Rewrite every line from the one containing "[locate] green tank" through the end of the rows, requests included, and shift each x and y coordinate in the points up by 33.

Collected data entries:

#####

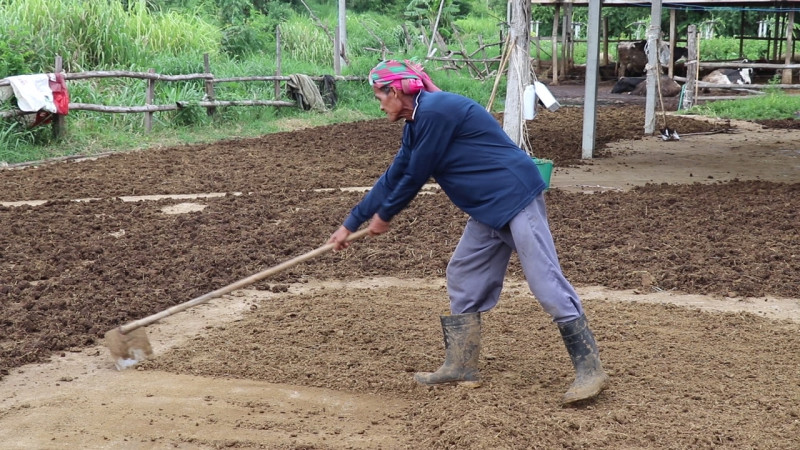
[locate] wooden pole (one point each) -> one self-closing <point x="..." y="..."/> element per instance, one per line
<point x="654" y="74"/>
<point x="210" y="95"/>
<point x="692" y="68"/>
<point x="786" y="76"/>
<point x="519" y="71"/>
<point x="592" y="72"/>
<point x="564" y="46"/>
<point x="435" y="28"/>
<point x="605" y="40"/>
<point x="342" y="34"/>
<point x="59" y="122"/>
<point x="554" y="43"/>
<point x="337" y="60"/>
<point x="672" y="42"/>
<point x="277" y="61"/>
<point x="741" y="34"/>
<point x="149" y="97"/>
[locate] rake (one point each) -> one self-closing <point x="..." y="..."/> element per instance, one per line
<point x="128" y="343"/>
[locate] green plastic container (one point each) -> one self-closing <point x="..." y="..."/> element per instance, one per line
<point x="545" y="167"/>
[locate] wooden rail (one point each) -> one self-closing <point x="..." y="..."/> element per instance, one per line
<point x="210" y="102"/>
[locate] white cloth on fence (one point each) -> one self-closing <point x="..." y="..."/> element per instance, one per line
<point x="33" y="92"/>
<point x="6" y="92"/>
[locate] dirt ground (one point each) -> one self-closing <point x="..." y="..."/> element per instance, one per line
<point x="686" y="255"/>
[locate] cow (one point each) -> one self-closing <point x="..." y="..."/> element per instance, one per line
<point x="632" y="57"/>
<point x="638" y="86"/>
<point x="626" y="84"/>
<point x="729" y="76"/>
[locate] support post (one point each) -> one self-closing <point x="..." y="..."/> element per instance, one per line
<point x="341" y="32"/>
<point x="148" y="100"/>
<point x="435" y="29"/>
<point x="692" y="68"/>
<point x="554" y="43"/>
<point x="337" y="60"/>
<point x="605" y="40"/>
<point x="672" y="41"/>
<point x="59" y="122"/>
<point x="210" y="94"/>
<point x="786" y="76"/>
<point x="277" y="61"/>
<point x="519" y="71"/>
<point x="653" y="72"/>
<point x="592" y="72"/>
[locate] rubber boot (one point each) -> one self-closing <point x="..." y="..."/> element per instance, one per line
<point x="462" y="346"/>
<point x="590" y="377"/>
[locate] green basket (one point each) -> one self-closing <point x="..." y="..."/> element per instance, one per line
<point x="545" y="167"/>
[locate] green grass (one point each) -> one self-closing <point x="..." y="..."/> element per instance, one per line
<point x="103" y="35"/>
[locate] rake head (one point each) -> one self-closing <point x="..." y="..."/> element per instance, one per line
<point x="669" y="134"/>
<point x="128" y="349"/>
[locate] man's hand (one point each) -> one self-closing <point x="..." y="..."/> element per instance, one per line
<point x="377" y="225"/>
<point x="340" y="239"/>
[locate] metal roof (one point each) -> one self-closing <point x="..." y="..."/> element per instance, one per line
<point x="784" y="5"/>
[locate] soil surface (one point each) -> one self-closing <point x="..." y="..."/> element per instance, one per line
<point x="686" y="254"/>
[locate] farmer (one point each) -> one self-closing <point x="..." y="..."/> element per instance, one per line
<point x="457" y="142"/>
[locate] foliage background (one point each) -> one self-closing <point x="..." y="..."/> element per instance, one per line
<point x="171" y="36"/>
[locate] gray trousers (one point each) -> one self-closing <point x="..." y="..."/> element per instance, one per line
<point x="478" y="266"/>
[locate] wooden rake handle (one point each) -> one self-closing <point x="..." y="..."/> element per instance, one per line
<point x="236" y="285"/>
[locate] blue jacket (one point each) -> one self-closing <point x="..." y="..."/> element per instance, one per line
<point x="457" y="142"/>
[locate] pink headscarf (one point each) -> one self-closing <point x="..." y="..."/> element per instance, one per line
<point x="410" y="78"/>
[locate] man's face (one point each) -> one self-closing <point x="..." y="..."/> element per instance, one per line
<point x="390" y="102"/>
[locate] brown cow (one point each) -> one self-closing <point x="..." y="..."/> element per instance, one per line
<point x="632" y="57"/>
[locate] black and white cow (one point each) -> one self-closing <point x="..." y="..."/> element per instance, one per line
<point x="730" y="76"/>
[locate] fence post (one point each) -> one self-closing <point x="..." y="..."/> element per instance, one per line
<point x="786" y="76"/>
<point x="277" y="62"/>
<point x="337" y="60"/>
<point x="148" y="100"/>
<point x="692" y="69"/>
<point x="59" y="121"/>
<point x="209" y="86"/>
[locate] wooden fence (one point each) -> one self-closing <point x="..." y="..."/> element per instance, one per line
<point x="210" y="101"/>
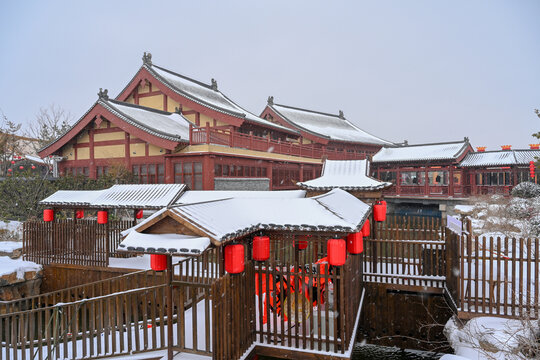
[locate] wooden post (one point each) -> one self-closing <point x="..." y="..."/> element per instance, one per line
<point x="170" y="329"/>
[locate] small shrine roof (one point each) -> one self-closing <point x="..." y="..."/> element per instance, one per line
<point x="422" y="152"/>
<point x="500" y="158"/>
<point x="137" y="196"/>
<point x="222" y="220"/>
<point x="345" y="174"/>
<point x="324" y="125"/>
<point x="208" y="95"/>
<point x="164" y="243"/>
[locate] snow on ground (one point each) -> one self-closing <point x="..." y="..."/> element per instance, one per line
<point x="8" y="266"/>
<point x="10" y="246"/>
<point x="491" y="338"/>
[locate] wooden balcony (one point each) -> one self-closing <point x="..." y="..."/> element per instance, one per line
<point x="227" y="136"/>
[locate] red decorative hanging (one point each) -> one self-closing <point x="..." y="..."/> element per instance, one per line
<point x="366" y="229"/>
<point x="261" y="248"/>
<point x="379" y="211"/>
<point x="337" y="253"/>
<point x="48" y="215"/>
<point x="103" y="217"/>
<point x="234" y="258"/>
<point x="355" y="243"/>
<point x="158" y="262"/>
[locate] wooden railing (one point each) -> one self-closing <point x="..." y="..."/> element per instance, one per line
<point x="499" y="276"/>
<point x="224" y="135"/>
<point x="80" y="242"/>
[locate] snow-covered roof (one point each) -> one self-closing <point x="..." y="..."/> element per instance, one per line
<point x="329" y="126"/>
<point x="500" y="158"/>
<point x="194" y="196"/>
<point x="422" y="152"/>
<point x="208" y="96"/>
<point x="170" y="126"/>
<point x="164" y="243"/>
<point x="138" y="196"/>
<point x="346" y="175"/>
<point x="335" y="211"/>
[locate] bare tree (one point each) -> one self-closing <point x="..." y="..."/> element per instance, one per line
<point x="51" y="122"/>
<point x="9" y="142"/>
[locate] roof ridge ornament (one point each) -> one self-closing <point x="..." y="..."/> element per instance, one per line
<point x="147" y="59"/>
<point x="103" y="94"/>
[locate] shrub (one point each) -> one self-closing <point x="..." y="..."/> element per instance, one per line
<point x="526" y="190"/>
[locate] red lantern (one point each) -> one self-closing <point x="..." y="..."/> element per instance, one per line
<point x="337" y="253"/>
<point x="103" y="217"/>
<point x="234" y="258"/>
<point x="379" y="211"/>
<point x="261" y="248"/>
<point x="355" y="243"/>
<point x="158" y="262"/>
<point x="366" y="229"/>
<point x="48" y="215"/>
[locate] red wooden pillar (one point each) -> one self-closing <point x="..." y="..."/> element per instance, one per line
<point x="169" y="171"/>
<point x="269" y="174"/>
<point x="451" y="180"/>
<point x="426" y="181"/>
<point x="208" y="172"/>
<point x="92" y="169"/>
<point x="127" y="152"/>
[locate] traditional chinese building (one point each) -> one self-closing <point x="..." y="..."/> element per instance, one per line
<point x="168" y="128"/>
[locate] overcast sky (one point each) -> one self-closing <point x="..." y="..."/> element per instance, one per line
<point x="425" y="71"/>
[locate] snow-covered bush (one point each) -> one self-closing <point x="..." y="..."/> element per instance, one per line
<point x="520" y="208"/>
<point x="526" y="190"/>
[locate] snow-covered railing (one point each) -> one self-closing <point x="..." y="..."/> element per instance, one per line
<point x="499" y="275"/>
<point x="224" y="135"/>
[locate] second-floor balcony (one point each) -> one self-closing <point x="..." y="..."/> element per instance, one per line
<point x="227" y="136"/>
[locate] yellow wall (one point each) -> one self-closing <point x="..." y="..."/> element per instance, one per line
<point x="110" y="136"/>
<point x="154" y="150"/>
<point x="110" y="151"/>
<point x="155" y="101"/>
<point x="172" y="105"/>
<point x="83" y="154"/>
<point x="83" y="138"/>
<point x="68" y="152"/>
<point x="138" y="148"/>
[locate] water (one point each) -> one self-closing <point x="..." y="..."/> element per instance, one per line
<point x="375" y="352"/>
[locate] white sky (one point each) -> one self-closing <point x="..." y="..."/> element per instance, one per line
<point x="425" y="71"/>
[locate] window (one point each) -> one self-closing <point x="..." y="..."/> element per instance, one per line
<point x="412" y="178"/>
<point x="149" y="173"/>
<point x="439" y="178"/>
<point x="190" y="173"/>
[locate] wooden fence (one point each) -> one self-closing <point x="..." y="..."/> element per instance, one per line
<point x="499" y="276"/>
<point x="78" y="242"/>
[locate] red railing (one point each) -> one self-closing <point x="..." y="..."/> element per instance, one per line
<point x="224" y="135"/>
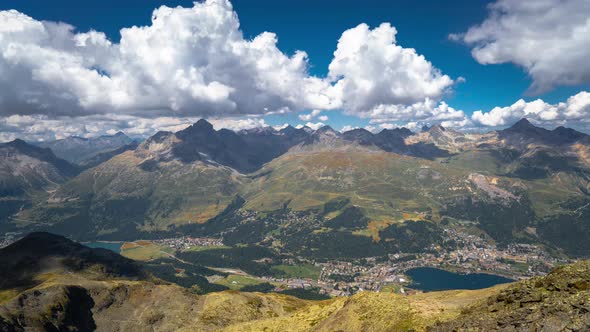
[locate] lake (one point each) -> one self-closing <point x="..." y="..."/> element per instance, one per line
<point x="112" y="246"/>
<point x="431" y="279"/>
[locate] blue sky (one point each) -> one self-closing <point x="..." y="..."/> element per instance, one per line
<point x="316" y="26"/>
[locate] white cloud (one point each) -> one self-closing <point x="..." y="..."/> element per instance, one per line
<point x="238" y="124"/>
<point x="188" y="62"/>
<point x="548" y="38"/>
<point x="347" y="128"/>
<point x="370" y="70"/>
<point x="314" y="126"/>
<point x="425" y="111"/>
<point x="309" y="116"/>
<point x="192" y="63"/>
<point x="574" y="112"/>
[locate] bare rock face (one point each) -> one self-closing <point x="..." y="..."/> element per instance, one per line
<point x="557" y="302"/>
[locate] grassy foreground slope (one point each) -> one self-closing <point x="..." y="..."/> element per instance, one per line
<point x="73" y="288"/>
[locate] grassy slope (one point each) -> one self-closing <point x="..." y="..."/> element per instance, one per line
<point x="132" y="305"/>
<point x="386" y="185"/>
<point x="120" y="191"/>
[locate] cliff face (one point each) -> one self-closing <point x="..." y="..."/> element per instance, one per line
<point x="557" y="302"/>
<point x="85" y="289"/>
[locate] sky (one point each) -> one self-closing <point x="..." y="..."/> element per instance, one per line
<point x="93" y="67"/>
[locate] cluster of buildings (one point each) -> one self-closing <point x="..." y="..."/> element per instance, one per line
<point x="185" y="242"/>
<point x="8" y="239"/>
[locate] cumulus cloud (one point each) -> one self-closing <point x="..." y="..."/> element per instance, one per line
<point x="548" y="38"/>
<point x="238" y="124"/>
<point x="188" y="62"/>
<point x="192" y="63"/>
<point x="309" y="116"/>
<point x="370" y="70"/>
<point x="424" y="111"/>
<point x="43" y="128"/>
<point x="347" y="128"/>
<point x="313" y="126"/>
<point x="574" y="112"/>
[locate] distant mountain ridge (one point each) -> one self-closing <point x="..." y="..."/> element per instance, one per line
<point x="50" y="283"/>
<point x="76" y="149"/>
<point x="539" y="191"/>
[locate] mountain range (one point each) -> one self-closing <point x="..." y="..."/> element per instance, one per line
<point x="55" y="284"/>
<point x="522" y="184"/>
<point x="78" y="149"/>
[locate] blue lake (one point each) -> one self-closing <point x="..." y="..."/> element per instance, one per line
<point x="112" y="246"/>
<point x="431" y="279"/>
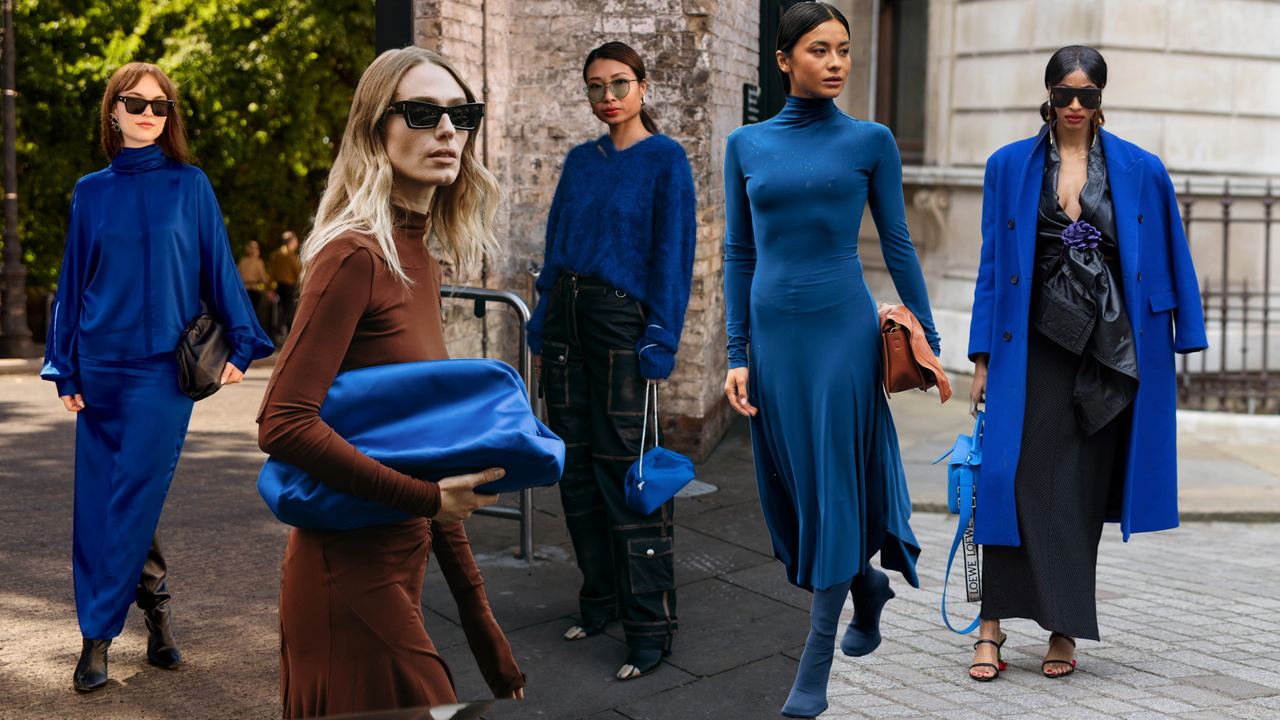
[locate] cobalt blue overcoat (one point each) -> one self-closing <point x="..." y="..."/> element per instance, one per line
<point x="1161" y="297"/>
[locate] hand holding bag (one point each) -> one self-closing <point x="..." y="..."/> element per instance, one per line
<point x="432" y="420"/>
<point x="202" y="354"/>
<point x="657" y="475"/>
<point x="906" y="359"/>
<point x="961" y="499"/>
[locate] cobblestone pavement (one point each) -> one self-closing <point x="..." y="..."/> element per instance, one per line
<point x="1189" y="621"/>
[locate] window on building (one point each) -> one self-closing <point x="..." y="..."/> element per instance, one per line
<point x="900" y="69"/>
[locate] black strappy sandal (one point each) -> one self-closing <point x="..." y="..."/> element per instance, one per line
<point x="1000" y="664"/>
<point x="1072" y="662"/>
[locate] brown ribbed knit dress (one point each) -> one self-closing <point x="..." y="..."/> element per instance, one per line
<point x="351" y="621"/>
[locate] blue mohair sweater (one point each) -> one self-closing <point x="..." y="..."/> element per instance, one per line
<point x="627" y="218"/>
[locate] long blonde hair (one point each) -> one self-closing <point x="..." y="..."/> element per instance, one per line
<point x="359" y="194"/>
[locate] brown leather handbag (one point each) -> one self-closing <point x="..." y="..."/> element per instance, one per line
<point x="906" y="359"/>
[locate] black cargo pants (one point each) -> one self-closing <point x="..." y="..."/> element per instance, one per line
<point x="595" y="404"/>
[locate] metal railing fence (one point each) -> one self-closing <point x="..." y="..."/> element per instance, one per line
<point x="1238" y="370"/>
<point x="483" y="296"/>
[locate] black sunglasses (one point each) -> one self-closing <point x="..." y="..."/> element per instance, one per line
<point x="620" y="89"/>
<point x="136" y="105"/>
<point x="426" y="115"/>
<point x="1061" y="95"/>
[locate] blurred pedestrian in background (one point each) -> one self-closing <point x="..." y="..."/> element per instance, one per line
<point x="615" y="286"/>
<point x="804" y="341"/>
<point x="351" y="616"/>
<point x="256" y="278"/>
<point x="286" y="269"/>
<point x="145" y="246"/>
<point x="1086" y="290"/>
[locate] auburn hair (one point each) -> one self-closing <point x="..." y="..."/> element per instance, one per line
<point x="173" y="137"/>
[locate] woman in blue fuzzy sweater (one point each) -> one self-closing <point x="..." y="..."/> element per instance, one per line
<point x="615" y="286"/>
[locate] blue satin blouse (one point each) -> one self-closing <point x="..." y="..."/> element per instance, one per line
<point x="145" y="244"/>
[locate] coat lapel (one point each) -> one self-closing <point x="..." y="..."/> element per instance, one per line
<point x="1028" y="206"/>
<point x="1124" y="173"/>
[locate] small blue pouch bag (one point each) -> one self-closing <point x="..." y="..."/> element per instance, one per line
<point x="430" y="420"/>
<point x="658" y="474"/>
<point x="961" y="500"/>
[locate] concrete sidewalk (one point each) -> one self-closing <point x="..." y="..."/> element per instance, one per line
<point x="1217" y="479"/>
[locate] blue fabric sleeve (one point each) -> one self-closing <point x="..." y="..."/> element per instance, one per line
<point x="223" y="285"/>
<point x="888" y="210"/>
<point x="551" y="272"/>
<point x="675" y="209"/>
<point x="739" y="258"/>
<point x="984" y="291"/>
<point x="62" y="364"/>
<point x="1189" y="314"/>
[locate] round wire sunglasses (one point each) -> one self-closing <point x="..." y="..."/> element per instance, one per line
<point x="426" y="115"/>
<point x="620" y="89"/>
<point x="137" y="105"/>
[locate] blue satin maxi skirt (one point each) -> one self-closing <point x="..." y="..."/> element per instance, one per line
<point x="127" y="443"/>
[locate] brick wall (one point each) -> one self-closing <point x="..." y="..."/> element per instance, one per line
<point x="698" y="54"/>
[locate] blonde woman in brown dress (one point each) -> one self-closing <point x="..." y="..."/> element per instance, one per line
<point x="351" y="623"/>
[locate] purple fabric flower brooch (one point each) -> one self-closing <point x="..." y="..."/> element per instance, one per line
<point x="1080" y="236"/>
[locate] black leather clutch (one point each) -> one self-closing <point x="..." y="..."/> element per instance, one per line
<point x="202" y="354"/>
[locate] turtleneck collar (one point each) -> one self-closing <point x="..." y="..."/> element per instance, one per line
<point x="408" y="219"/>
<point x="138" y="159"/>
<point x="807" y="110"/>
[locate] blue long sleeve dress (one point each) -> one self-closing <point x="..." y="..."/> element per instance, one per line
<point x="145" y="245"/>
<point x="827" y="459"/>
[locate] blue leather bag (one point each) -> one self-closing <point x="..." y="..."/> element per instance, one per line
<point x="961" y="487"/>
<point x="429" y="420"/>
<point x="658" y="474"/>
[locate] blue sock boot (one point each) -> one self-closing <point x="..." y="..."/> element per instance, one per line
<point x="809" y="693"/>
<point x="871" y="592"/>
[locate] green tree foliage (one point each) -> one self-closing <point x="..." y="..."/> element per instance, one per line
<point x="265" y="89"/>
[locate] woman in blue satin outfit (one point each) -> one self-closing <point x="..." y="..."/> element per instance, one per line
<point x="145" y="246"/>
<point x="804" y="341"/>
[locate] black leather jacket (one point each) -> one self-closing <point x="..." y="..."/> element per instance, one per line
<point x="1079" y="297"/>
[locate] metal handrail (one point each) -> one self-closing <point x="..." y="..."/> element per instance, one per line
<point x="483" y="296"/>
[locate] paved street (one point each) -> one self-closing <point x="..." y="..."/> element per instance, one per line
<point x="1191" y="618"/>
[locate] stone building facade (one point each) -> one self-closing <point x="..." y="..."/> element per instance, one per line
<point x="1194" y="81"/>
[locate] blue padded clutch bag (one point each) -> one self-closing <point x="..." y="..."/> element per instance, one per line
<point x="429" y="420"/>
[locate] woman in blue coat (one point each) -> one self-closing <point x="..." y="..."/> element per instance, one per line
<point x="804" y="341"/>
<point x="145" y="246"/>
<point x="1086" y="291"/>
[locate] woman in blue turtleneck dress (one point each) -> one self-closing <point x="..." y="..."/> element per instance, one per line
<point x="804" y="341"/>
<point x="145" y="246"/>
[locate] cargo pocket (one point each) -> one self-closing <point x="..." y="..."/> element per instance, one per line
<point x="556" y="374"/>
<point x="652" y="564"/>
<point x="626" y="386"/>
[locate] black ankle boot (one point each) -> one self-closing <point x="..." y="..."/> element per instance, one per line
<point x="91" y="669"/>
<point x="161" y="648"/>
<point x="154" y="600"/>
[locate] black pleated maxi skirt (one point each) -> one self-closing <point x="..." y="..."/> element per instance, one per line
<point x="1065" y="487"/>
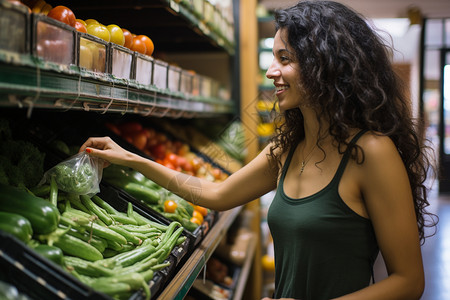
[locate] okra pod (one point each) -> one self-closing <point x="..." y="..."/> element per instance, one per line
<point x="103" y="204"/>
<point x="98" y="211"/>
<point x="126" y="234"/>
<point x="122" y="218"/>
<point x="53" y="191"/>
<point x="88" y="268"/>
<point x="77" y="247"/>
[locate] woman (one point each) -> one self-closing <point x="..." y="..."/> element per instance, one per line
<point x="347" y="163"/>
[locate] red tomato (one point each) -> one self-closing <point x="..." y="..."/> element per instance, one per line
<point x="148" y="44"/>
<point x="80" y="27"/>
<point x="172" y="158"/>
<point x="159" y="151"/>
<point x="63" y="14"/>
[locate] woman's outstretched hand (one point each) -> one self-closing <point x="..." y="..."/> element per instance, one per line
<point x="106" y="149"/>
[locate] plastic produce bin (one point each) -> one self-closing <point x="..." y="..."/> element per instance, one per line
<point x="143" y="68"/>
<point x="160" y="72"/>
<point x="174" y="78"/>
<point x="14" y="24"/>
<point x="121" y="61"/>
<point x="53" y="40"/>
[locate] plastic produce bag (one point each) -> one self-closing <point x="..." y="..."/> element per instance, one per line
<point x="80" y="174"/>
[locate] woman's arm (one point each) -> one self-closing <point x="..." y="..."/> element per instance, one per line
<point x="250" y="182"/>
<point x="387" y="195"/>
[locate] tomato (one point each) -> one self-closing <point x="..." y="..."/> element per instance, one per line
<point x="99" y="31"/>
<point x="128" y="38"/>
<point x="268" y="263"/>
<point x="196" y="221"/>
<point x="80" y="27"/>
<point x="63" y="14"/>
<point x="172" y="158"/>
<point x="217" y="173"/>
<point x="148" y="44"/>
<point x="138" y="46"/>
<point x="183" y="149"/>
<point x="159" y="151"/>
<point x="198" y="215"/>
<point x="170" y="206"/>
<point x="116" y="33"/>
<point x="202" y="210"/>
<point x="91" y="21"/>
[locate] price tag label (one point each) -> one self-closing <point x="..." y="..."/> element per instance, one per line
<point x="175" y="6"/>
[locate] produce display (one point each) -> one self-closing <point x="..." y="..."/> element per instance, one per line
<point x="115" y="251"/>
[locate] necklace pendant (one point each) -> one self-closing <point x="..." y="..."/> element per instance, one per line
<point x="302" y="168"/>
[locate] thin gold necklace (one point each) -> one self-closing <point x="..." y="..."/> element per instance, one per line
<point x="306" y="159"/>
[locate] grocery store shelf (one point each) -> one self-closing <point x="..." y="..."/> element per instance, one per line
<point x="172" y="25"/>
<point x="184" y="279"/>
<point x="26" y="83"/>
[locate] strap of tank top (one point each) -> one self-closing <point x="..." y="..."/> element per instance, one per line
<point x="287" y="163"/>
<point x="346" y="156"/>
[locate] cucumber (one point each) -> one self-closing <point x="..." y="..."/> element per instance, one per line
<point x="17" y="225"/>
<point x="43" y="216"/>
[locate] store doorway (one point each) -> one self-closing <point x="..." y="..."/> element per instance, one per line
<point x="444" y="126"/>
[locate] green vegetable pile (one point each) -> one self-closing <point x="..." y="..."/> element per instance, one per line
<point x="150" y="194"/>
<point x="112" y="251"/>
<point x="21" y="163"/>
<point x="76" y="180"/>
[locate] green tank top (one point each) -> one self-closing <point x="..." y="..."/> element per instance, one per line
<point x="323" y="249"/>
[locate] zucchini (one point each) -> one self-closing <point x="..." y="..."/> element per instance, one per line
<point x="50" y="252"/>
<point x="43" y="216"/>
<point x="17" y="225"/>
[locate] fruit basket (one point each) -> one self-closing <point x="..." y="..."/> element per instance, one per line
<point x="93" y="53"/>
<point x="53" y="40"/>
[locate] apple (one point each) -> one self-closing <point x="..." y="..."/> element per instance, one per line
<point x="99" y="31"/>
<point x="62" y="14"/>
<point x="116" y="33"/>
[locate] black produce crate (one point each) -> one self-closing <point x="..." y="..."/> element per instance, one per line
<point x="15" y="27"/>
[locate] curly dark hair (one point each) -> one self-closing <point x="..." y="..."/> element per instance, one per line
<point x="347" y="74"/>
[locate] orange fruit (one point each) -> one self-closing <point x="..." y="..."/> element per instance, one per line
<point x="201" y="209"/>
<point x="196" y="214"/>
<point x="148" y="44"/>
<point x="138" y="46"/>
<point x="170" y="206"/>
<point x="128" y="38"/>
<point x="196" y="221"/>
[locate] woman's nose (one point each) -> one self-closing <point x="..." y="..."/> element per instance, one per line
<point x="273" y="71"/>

#####

## SOLVED EXERCISE
[locate] green tank top (one point each) -> one self-closing <point x="..." y="..."/> element per instance, one per line
<point x="356" y="282"/>
[locate] zucchini (one point each) -> one self-closing <point x="..." y="..."/> element per instance, one per line
<point x="83" y="285"/>
<point x="76" y="249"/>
<point x="50" y="258"/>
[locate] fruit basket (one point each) -> one self-closing <point x="..." y="..."/> element per instance, one per line
<point x="126" y="86"/>
<point x="86" y="73"/>
[locate] apple (one point each) -> one self-closing <point x="..." y="..."/> element per instance, one per line
<point x="132" y="64"/>
<point x="95" y="47"/>
<point x="149" y="66"/>
[locate] black produce crate (one point each) -> one self-closing <point x="..." y="..."/> element per instance, one per line
<point x="48" y="60"/>
[locate] curly dark hair (one point each) -> one self-closing <point x="..." y="..."/> element per instance, one per line
<point x="380" y="107"/>
[locate] orange fruit (one point each) -> one self-closing <point x="..." y="..."/> element per instance, one per line
<point x="234" y="242"/>
<point x="229" y="247"/>
<point x="181" y="77"/>
<point x="171" y="79"/>
<point x="203" y="239"/>
<point x="161" y="71"/>
<point x="229" y="254"/>
[locate] woman's nose (one point each) -> one self-closing <point x="..." y="..."/> element per instance, one per line
<point x="306" y="104"/>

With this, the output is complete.